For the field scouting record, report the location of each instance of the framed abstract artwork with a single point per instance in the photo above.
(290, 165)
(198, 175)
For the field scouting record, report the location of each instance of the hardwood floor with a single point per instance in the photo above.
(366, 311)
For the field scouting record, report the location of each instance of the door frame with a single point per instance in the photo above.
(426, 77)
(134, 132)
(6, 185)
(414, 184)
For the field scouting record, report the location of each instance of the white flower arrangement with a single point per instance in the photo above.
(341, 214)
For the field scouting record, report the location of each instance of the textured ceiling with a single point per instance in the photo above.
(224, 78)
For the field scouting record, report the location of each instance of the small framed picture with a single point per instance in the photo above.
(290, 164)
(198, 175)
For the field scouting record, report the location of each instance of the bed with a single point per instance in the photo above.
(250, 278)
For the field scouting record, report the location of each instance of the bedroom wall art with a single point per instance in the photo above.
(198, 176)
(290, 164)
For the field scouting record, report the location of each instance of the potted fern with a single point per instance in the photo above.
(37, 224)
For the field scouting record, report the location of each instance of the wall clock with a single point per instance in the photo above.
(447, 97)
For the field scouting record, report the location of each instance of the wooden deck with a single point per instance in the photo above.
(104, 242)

= = = =

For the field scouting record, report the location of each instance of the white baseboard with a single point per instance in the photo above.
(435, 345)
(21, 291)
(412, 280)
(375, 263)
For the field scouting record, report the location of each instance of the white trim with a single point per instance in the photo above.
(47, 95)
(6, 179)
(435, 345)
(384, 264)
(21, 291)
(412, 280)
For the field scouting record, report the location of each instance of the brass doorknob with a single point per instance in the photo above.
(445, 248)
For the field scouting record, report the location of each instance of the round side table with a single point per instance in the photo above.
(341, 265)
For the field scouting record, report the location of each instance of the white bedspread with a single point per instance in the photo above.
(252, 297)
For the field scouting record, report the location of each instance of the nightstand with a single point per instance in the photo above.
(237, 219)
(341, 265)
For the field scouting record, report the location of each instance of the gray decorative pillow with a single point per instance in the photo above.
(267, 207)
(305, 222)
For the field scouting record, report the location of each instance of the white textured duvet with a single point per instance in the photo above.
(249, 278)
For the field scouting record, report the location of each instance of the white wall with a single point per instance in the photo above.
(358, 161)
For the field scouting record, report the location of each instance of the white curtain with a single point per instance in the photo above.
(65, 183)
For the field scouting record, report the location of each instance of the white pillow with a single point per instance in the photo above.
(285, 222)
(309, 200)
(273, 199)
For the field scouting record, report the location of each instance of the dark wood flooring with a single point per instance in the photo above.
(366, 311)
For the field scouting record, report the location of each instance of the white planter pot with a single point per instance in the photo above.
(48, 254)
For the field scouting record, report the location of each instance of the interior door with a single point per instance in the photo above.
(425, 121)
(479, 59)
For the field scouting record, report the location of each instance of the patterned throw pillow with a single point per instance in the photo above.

= = = =

- [WHAT YOU HAVE TO DO] Where the listing above has a line with "the white pillow", start there, and output every line exactly through the line with "of the patterned", which is also included.

- [SOLUTION TO THIS PROBLEM]
For the field scouting record, report the location of each instance of the white pillow with a single point per instance in the photo above.
(285, 222)
(309, 200)
(273, 199)
For the field scouting record, report the location of each instance of the dark wood flooring with a single point per instance in the photo above.
(366, 311)
For the field scouting record, report the location of each instance of the white planter pot with a single point per instance in the photo above.
(48, 254)
For the field scouting record, report the location of each instance of the interior door with a single point per instance in the photo above.
(425, 121)
(479, 59)
For the field scouting record, report the location of each instance of the patterned throw pillow with a single point per instance in the photo above.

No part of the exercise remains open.